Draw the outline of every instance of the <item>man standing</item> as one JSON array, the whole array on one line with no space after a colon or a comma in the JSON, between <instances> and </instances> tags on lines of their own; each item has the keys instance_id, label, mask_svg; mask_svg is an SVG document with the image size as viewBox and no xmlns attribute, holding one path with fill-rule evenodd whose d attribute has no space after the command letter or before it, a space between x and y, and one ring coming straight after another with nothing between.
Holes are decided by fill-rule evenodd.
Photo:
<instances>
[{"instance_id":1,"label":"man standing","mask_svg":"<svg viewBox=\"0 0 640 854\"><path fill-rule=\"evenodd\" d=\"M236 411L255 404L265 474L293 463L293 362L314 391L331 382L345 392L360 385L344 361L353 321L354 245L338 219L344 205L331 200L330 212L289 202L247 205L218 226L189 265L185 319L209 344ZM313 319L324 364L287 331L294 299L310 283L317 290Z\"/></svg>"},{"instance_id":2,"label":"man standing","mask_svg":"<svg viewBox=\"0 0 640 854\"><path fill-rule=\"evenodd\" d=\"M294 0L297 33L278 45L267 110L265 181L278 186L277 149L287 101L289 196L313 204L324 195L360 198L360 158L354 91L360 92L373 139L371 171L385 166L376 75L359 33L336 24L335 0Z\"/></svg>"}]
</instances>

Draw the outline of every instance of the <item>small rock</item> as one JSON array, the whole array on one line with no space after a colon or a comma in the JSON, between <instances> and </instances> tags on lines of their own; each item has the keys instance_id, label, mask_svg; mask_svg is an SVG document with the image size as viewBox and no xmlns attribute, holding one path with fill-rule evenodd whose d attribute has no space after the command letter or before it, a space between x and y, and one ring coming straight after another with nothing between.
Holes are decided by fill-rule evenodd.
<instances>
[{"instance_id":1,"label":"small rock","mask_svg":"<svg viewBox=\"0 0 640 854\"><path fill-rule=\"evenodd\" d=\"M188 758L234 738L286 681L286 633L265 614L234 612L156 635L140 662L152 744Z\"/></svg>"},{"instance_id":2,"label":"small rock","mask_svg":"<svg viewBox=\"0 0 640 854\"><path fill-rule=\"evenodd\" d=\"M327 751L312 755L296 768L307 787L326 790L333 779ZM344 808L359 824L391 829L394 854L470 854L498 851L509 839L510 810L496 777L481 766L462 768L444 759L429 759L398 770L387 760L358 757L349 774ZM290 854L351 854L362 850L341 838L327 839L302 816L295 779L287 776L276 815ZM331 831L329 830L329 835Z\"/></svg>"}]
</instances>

**PROBLEM DETAILS**: Pull out each line of the records that contains the word "image", matching case exactly, and copy those lines.

**SOLUTION TO THIS PROBLEM**:
Draw the outline of every instance of the <item>man standing</item> as one JSON array, the whole array on one line with no space after a colon or a comma in the JSON, between <instances> and </instances> tags on lines of their own; each item has the keys instance_id, label, mask_svg; mask_svg is an SVG document with the image size as viewBox and no xmlns attribute, holding one path with fill-rule evenodd whose d attribute has no space after the command letter or before it, a space between x and y, and one ring coming straight after another with nothing between.
Draw the outline of every instance of the <item>small rock</item> as one JSON array, the whole array on one line with no space after a colon or a comma in the JSON, between <instances> and </instances> tags on lines of their own; each item has the keys instance_id, label, mask_svg; mask_svg is an SVG document with the image size as viewBox and no xmlns attribute, holding one path with fill-rule evenodd whose d attribute has no space after the command letter or before it, a space between x and y, and one ring coming straight after another with nothing between.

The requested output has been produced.